*** Фрагмент документа ***

Пра все более и более восторгается Эвой Адольфовной.
А м. б. Вы уже далеки от всего этого.
Трещат цикады. На воле чудно — огромная, тихая ночь.
Я буду счастлива, я знаю, что существенно и не существенно, я умею удерживаться и не удерживаться, у меня ничего нельзя отнять. Раз внутри — значит мое. И с людьми, как с деревьями: дерево мое — и не знает, так же человек, душа его.
Со мной даже бороться нельзя: я внешне ничего не беру — и никто не знает, как много — внутри.
Желтый и синий лев (подарок Э<вы> А<дольфовны> и Петра Н<иколаевича>[284]) смотрит одобрительно. Он сидит рядом с львиной тарелкой[285] с одной стороны и настоящим Левой — с другой.
Автомобиль, пламенно вымытый обормотами, уехал краситься, и вернется вместе с Вами (?) через неделю.
Привет обоим белым волкам.[286]
МЭ.
Коктебель, 28-го мая 1913 г.
Милый Михаил Соломонович,
Сначала хроника: сегодня утром приехала невероятная, долгожданная, мифическая „мамаша“,[287] в к<оторую> так не верила Пра, и — представьте себе! — я пожертвовала этим зрелищем для того, чтобы писать Вам письмо.
— Цените? — Вчера Лиля, Эва Адольфовна и Сережа уехали первые, я осталась одна у Петра Николаевича. Пили кофе. Он закатывал глаза, говорил туманно и прерывал свою пламенную речь озабоченными восклицаниями, вроде: „А Вам, может быть, мало сахара?“ Я, не смущаясь, говорила дальше. Потом пришла Потапенко[288] — одна из жен знаменитого писателя, — и повела нас обедать в какую-то невероятную семью — невероятную своей естественностью, нормальностью провинциализма. Мне сначала понравились эти маленькие, „уютные“ комнатки, но потом вдруг стало гнусно. Кроме матери и пятерых детей — всех черных — был еще белый кот, пара тому, черному, у Рогозинских.[289] Что это был за кот! Длинный, худой, цепкий, с бело-желтыми глазами и хриплым, унылым, каким-то предсмертным голосом. Я сделала попытку приласкать его, но не могла. Выходя из этого милого семейства, П<етр> Н<иколаевич> сказал: — „Нет, Марина, не верьте, что этот кот когда-нибудь был хорошим. Такие коты хорошими не бывают“. — О его прежней хорошести говорила хозяйка в оправдание настоящей его гнусности.
Да! Утром, в 5 часов, Эва Адольфовна и Лиля отправились на пристань и пропустили пароход с Соколом,[290] к<отор>ый, как оказалось после, вообще не приехал.

*** Входные данные ***

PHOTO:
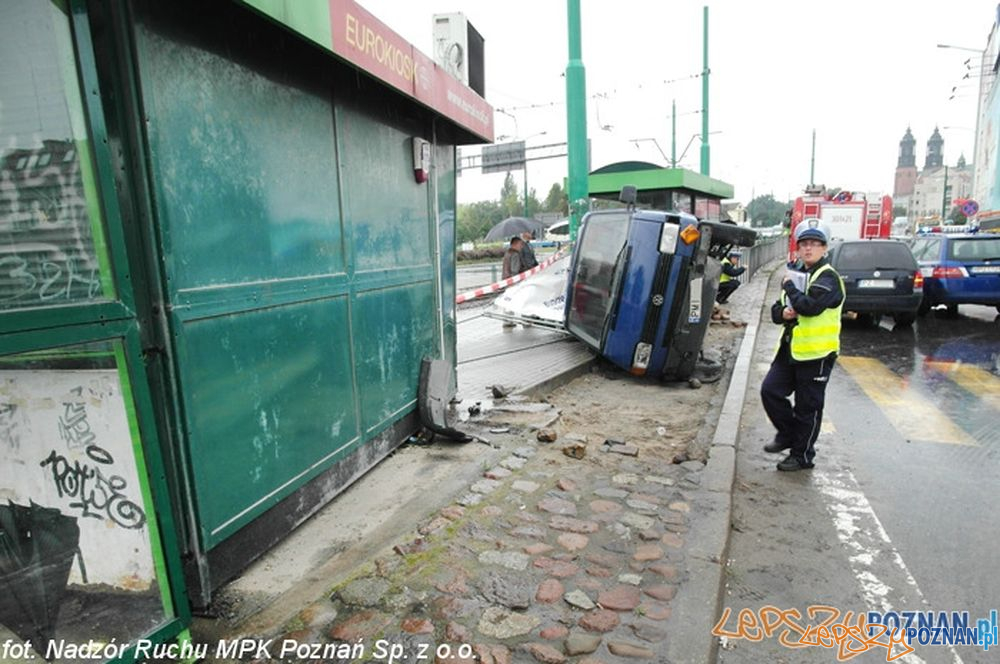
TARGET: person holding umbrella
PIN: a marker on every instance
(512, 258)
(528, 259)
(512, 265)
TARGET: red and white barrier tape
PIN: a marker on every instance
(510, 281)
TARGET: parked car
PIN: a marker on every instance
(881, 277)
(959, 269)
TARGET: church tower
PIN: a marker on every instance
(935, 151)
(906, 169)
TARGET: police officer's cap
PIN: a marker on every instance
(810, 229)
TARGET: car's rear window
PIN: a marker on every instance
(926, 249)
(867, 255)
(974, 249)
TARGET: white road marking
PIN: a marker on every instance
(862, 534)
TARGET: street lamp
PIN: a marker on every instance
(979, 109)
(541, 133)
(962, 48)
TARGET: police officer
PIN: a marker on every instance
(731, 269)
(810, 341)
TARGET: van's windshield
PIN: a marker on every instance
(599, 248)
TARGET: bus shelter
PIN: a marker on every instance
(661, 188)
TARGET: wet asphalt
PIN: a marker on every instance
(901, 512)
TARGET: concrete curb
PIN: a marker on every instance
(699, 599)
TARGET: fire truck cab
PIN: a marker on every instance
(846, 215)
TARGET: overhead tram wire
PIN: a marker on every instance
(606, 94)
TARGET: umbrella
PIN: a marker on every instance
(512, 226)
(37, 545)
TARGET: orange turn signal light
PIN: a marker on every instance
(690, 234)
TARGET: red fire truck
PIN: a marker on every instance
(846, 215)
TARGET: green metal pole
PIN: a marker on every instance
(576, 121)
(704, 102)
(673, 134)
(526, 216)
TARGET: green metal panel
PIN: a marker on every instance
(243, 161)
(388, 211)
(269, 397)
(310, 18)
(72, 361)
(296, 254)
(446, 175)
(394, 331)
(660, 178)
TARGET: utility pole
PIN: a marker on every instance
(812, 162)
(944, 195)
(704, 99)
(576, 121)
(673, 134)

***

- Задания:
a – Перепишите, пожалуйста, фрагмент документа от слов «Пра все более» до слов «много — внутри.» включительно и поменяйте в нем «цикады» на «кузнечики».
b – Найдите все строки, в которых встречается слово «umbrella», и выпишите их. Регистр букв учитывается.
Фрагмент документа и строки взяты из разных источников.

- Ответы:
a –
Пра все более и более восторгается Эвой Адольфовной.
А м. б. Вы уже далеки от всего этого.
Трещат кузнечики. На воле чудно — огромная, тихая ночь.
Я буду счастлива, я знаю, что существенно и не существенно, я умею удерживаться и не удерживаться, у меня ничего нельзя отнять. Раз внутри — значит мое. И с людьми, как с деревьями: дерево мое — и не знает, так же человек, душа его.
Со мной даже бороться нельзя: я внешне ничего не беру — и никто не знает, как много — внутри.

b –
TARGET: person holding umbrella
TARGET: umbrella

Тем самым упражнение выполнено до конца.